═══ EXCERPT TO READ

Tuesday, July 19, 2022

Building accessibility into what your organization does

Art in the Starbucks signing store in Washington, DC
The other day I heard about a fireman's carnival that used imaged of the different drink that could be ordered, so people could point at what they wanted. That was useful for those who are Deaf and, since the environment was quite noisy, it was useful for everyone else. It also meant the staff could cross out anything that was no longer available, which was helpful for those ordering drinks. That was an easy accommodation that benefitted everyone. It likely didn't take a lot of time to create and probably saved time and frustration during the carnival.

Today I was in a diner where two Deaf friends were ordering breakfast. The server was having a hard time understanding a detail about their order, which meant that ordering took a bit longer. That made me wonder if the menu could be formatted differently not only to help with communication, but also in understanding food options. How some restaurants changed their menus and food ordering during the COVID pandemic tells me that the answer is "yes." Some restaurants used the pandemic to narrow (focus) their menus. Others simplified options available. Still others added online ordering and payment - even if you're sitting in the restaurant - as a way of limiting exposure to COVID and deal with not having enough staff, while maintaining good customer service. Yes, some of these changes did increase accessibility depending on how they were implemented.

══════

#### ASSIGNMENT 1:
Answer these questions about the accessibility post:
(a) What could the carnival staff cross out?
(b) Where were the two Deaf friends ordering breakfast?
(c) Why did their ordering take a bit longer?
#### ASSIGNMENT 2:
List every change the accessibility post says restaurants made to their menus or food ordering during the COVID pandemic.
#### ASSIGNMENT 3:
Carry on the accessibility post from its final sentence.

═══ PROVIDED RECORDS

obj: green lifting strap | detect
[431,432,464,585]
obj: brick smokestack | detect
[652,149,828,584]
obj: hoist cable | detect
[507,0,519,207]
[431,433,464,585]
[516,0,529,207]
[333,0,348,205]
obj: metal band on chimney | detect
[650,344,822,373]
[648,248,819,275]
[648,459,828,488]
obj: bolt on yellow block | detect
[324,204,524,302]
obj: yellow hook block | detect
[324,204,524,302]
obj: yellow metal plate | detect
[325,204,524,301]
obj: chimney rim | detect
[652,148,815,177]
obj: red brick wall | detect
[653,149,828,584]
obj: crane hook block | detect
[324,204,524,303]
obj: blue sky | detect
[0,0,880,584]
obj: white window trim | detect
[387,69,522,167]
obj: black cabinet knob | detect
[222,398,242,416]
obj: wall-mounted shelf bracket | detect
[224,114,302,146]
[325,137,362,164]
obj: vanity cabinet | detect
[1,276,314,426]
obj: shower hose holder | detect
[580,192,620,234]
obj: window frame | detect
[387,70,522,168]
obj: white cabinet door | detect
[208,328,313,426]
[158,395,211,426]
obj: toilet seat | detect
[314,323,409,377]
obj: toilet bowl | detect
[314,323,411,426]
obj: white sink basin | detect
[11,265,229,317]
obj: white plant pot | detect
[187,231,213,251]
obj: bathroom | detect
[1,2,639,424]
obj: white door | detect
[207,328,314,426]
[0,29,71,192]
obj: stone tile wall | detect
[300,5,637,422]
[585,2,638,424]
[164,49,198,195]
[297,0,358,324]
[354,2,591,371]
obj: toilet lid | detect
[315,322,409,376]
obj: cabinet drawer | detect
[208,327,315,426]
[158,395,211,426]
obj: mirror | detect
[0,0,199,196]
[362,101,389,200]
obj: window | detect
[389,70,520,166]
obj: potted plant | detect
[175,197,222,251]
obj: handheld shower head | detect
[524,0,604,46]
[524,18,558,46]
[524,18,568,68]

══════

#### OUTPUT 1:
(a) Anything that was no longer available.
(b) In a diner.
(c) The server had a hard time understanding a detail about their order.

#### OUTPUT 2:
- Narrowing (focusing) their menus
- Simplifying the options available
- Adding online ordering and payment, even for people sitting in the restaurant

#### OUTPUT 3:
BTW the image above is from the Starbucks on H Street in Washington, DC which is known as the "signing Starbucks." Everyone who works there - both Deaf and hearing - are proficient in American Sign Language (ASL). There are also digital tablets available for anyone who needs to write their order rather than sign it. When you give your name to the server that is used to signal on a digital board that your order is ready. (I'm sure their ordering system will accommodate someone who is Deaf-blind, although I didn't see in action.) Everyone is welcome and everyone can have a Starbucks experience.

With all of that in mind...How has your organization - library, museum, archive, whatever - built accessibility into its daily operations? Not "we can be accessible if asked", but being accessible as a default.

  • What did you learn about accessibility during the COVID pandemic when you perhaps moved programs online? 
  • When you made adjustments in your physical space, how did those changes increase access for those who use assistive devices? Did you make signage easier for everyone to read? Is your layout more obvious?
  • Have you implement captioning for your recorded videos and live video presentations? 
    • Automatic captioning is useful, but it can produce errors. If you are using automatic captioning, please take time to go through and make corrections, including adding in some punctuation. (Having a 10-minute run-on sentence, for example, is not helpful.)
  • How have you made your website more accessible, no matter the type of device being used to view it?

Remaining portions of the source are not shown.